EXERCISE SET -
• 1. Copy verbatim everything in the espresso forum thread from "## chimpsinties (Jun" down to "he was baffled.".
• 2. Write the next part of the espresso forum thread, picking up right after its final sentence.

# Coffee shop shots - Are they too much?



## chimpsinties (Jun 13, 2011)

I was in my local coffee shop yesterday as I needed a bag of beans to tide me over the weekend until my Rave order arrives on Monday. I was chatting to the barista about the amount he puts in and out when making espresso. He said he would normally put about 18g in and then make 2 shots from it, each about 30ml (so we can assume ~30g each = ~60g). Now compared to most people on here that's quite a lot more out of 18g than I would expect. When I told him I usually put about 19g in and get 32g out his jaw nearly hit the floor. I also told him that a lot of people on here make it like that and he was baffled.

Today I tried it his way and got my double spout PF out of retirement, poured it into 2 shot glasses and made 2x 25ml ish in about 25 secs. It didn't taste too bad to be honest. It wasn't quite as sweet or complex as I'm used to but not so bad.

Are we just odd on here with out obsession with the 1.6 brew ratio?


----------



## RisingPower (Dec 27, 2009)

Am I being a little odd or does yours sound more like a ristretto pour?

I get around 60ml from a 18-19g dose. Though with beans like monsooned malabar I'd prefer a shorter shot like a ristretto, need to imo to bring out the oils and tend towards overextraction. Lighter beans like colombian I prefer longer shots and shorter extraction.


----------



## funinacup (Aug 30, 2010)

14g in > 60ml out is the 'traditional' i.e. Italian style way of making espresso.

I tell my commercial clients that if they don't want to reduce the volume out, so keeping ~60ml shots, then they should increase the dose in to improve the quality of that 60ml shot.

STORED ROWS -
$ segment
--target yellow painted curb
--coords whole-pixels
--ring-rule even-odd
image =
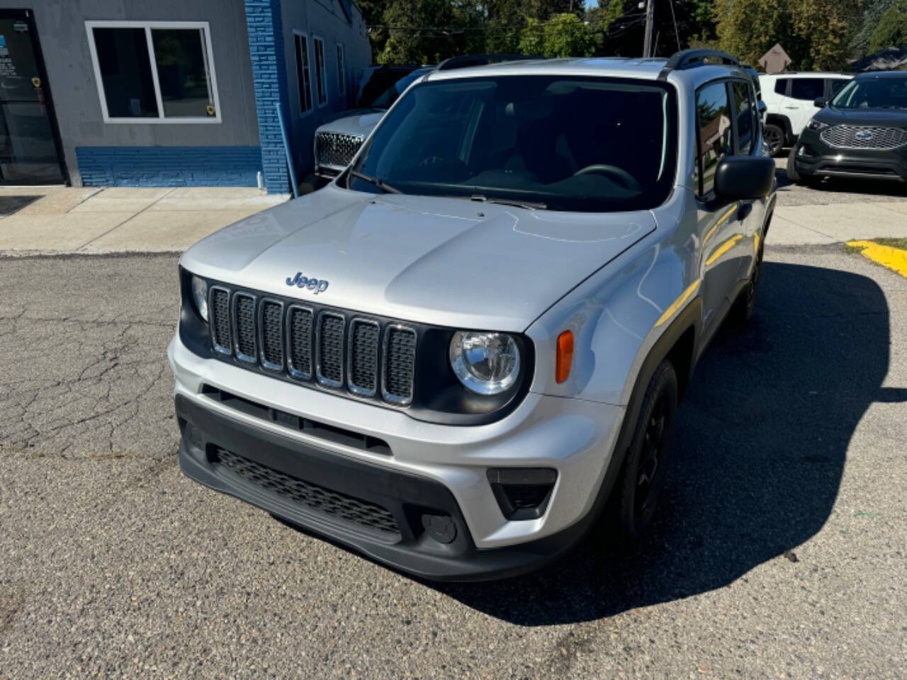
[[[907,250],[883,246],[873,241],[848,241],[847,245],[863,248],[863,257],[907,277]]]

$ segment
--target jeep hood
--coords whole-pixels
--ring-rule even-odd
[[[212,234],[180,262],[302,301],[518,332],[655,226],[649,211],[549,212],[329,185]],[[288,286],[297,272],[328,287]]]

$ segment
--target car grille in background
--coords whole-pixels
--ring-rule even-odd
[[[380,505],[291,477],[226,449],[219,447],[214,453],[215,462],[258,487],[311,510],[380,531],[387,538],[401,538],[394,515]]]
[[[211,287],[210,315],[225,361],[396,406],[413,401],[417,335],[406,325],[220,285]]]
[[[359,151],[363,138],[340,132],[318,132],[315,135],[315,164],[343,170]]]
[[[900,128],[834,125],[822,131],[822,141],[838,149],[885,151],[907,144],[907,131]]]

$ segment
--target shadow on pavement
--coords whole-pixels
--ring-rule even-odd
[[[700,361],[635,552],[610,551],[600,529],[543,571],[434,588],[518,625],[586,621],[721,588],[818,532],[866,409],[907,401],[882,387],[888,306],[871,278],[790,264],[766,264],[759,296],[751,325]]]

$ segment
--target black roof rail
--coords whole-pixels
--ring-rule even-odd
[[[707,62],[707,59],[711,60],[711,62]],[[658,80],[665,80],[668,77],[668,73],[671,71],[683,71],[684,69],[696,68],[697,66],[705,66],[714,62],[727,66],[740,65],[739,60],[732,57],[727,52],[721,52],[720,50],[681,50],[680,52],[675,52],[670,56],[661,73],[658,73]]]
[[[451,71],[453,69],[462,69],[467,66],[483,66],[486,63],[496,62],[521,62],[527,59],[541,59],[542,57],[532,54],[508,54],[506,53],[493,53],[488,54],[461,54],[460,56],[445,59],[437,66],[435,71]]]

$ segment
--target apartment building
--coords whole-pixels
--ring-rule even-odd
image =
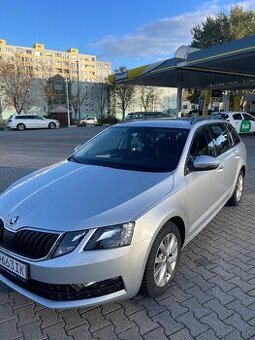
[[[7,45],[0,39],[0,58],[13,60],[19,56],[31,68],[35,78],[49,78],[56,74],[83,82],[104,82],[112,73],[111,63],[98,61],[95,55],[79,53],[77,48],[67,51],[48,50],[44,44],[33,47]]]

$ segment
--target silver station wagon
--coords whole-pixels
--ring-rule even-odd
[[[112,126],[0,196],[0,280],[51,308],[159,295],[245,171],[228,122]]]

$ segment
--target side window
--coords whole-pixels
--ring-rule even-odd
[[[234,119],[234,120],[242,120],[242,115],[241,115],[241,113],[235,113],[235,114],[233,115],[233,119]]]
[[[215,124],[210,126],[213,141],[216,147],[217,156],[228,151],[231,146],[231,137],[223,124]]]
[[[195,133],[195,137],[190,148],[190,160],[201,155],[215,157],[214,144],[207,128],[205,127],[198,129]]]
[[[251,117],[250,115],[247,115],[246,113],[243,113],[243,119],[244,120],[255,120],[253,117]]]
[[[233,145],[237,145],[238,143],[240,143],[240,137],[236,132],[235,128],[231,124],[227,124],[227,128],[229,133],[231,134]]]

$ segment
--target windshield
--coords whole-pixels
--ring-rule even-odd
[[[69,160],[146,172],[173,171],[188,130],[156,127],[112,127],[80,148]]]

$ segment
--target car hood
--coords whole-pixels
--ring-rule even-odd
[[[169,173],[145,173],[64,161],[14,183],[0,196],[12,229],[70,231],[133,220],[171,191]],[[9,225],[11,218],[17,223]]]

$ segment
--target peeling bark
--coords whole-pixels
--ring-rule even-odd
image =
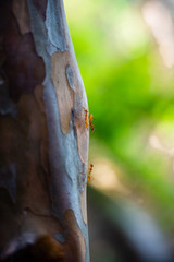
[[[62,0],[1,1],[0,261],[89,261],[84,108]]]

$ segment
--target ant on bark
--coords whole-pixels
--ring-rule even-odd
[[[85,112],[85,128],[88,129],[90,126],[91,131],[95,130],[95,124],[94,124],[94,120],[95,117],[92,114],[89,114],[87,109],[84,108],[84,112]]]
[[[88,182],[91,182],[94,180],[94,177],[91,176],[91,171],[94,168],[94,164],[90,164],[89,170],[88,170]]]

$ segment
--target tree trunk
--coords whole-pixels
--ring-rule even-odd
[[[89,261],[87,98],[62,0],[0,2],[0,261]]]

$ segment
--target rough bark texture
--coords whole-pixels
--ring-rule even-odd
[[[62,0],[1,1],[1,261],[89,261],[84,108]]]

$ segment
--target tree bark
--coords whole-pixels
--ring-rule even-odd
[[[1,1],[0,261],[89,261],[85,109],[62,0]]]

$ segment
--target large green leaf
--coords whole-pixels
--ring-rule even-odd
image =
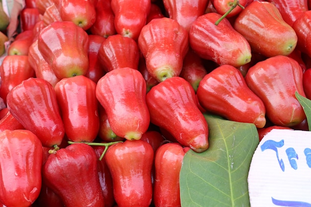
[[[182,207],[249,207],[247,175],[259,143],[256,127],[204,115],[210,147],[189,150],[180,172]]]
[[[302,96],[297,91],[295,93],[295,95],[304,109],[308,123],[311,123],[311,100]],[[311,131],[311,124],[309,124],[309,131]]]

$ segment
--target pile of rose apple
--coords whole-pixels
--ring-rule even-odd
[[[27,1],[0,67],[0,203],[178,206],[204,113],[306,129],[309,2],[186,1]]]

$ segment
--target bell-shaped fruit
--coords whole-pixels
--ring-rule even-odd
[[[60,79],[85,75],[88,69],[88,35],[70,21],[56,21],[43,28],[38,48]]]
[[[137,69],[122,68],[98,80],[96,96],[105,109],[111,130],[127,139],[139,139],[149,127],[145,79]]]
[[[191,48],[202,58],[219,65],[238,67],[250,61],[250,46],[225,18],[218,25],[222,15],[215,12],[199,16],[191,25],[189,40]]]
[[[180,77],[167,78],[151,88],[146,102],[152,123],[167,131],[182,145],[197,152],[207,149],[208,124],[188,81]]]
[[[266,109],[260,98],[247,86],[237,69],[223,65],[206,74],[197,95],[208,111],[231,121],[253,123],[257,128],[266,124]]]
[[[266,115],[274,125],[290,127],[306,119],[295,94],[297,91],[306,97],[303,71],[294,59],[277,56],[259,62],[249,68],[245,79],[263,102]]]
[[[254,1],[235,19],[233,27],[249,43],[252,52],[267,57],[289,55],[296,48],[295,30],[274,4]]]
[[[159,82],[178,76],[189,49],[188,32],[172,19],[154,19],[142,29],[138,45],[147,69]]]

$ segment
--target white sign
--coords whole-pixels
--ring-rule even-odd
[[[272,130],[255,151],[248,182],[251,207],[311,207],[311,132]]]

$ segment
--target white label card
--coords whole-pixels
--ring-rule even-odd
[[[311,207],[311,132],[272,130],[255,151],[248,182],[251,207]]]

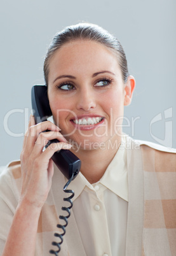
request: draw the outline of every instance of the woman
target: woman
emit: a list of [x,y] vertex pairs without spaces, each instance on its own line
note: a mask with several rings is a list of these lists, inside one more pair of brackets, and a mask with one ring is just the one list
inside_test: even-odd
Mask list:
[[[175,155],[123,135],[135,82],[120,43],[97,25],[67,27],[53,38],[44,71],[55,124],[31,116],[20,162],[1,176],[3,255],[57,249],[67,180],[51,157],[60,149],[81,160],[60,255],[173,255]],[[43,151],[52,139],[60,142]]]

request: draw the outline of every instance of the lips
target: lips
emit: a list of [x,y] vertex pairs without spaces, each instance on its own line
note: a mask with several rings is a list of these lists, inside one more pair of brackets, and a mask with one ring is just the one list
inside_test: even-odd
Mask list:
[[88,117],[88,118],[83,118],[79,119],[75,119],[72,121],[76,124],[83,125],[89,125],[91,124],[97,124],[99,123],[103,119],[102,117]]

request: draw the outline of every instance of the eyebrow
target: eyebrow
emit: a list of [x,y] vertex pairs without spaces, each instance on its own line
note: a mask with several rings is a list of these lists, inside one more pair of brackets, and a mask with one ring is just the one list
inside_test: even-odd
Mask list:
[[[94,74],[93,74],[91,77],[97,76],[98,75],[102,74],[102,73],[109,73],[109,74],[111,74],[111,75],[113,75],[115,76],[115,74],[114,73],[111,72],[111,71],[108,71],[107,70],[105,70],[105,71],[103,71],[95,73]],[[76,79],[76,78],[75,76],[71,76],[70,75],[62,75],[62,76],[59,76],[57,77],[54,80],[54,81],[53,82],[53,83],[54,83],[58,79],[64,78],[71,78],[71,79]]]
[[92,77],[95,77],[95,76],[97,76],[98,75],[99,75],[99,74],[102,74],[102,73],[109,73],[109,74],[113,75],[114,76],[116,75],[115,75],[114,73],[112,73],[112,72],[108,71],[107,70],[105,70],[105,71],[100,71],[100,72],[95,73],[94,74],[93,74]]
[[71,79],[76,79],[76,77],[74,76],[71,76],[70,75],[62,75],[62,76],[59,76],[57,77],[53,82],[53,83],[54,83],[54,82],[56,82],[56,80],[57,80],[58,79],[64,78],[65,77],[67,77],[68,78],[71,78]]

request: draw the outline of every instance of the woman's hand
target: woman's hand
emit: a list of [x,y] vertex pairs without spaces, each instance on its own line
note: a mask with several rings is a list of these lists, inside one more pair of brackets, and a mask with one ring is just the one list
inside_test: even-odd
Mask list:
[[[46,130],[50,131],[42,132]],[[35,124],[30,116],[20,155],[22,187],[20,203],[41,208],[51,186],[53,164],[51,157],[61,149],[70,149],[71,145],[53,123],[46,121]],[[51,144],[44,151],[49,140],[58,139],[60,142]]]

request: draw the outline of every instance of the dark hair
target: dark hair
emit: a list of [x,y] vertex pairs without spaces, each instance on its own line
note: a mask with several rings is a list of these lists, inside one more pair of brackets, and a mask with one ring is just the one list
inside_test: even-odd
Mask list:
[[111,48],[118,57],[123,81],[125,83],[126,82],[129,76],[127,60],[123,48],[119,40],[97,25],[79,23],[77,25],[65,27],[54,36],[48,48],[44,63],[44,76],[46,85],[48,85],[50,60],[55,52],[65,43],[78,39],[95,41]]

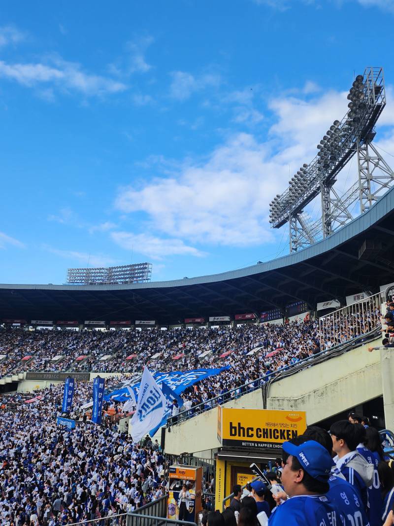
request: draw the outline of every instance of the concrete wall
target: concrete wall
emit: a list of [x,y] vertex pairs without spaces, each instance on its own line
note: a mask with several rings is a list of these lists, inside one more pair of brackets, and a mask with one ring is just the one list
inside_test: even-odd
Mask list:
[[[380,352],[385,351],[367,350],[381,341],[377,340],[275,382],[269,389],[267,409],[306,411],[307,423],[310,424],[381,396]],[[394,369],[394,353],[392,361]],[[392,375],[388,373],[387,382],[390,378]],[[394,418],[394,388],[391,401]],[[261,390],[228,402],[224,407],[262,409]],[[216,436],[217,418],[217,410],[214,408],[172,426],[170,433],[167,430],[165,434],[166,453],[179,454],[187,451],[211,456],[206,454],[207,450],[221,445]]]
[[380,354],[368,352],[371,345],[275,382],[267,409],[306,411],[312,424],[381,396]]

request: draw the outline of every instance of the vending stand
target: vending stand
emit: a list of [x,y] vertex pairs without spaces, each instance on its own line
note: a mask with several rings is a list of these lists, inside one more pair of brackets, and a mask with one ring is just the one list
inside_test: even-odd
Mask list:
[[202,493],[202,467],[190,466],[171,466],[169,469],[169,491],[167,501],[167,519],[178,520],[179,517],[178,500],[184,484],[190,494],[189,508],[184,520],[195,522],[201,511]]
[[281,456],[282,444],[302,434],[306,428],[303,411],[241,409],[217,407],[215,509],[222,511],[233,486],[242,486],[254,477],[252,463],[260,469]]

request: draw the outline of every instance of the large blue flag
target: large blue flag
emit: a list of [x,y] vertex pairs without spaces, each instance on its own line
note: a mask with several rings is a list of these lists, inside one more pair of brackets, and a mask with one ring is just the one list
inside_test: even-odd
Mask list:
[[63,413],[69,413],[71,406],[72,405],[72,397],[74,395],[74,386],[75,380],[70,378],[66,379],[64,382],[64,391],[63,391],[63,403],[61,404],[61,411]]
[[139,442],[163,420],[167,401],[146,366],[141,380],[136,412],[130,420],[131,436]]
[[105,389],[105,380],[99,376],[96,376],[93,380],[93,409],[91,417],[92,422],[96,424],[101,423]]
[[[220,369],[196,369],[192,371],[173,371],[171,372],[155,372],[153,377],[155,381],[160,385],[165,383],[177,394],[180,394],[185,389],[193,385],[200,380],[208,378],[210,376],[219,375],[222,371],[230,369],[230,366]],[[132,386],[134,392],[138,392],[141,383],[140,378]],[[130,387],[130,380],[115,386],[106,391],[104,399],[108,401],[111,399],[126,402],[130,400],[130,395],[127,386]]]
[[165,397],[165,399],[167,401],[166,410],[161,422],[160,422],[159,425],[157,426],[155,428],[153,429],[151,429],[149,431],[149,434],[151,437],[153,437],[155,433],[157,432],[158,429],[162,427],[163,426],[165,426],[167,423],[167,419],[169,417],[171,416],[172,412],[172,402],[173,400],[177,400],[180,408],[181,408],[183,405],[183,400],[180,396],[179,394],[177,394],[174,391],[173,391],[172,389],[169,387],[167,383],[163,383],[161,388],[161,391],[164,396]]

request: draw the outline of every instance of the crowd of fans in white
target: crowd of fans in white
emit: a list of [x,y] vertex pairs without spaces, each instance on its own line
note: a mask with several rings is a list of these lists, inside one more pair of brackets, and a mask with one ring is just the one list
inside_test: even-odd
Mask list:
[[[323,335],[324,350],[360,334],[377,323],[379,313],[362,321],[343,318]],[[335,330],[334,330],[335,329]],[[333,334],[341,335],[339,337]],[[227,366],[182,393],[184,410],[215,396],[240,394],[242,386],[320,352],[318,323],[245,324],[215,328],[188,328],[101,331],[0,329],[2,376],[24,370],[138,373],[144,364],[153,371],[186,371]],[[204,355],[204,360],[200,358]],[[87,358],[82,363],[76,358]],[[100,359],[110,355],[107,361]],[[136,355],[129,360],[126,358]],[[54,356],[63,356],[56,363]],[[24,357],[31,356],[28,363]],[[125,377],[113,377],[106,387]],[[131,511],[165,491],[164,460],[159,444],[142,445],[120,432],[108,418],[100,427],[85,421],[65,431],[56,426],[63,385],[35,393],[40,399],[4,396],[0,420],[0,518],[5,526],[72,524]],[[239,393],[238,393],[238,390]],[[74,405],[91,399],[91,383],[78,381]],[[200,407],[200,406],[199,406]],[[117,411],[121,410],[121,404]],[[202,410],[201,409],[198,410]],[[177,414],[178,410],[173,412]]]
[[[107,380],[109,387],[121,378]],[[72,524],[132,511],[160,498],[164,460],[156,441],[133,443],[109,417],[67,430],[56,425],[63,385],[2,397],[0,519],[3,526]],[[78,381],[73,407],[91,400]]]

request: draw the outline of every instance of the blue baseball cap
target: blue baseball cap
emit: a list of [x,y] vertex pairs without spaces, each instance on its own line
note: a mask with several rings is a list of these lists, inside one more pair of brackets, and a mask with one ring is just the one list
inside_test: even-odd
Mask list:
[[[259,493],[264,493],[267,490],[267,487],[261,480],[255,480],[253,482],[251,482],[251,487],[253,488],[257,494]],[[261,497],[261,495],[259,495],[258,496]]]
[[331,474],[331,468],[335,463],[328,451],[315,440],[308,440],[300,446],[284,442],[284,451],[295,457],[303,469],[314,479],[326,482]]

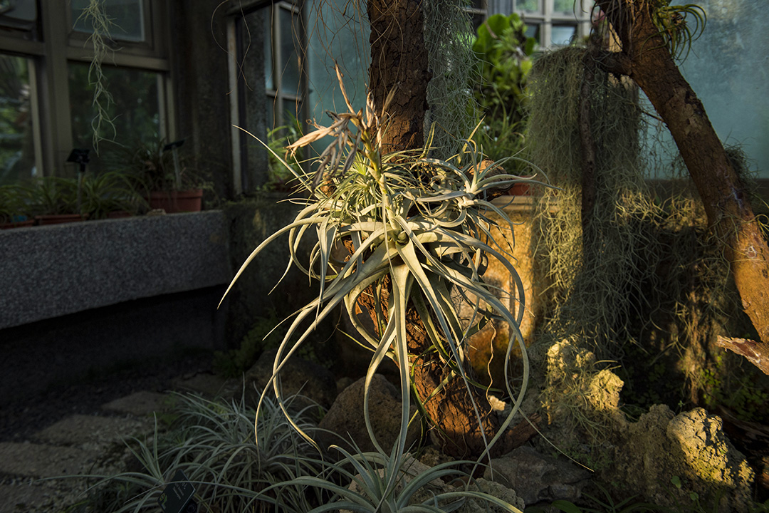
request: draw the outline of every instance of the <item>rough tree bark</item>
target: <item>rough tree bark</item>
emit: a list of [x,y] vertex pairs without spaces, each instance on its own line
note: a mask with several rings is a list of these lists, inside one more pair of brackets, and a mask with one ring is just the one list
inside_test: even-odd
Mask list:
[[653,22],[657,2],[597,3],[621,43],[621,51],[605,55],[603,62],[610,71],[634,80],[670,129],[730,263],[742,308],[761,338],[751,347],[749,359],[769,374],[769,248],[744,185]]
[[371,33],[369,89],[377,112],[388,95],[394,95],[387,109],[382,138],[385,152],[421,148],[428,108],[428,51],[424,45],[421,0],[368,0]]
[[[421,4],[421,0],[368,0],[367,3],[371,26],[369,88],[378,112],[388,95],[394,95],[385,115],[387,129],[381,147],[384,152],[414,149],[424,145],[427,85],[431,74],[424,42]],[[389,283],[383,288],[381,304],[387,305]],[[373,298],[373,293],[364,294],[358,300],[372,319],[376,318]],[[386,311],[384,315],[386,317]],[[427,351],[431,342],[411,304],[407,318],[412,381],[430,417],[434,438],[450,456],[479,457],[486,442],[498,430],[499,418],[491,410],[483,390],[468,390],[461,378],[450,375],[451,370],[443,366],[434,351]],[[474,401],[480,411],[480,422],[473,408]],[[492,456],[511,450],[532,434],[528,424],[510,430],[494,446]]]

EXPECTED RESULTS -
• 1.
## chimpsinties (Jun 13, 2011)

I was in my local coffee shop yesterday as I needed a bag of beans to tide me over the weekend until my Rave order arrives on Monday. I was chatting to the barista about the amount he puts in and out when making espresso. He said he would normally put about 18g in and then make 2 shots from it, each about 30ml (so we can assume ~30g each = ~60g). Now compared to most people on here that's quite a lot more out of 18g than I would expect. When I told him I usually put about 19g in and get 32g out his jaw nearly hit the floor. I also told him that a lot of people on here make it like that and he was baffled.

• 2.
It's always going to contain more blonding, and so be more diluted. Essentially the shorter shots will have more flavour & complexity, but 'Italian style' coffees (illy/bei & nanini) in my opinion don't respond as well to being poured shorter.


----------



## lookseehear (Jul 16, 2010)

The key (as has been mentioned a lot elsewhere on here) is that espresso doesn't weigh the same as water, especially if there's a lot of crema. So a 32g shot could be 50ml in volume meaning we're actually all in agreement. Weight is more reliable which is why we always harp on about weighing coffee in and out 

Edit: just to add as well I believe that quite a few shops tend to overfill the basket and sweep across with a finger to dose. If I did this with my 18g vst I reckon there would be about 20g in there meaning that using a popular ratio of 1.6 means a 'correct' extraction of 36g of espresso. Again allowing for crema that is probably what a lot of coffee shops aim for.


----------



## chimpsinties (Jun 13, 2011)

Yeah you might be right.

I've got to admit, when I've bought from here before and made it my usual way it's not been great but this time making it his way it's not been so bad.


----------



## RisingPower (Dec 27, 2009)

funinacup said:


> 14g in > 60ml out is the 'traditional' i.e. Italian style way of making espresso.
> 
> I tell my commercial clients that if they don't want to reduce the volume out, so keeping ~60ml shots, then they should increase the dose in to improve the quality of that 60ml shot.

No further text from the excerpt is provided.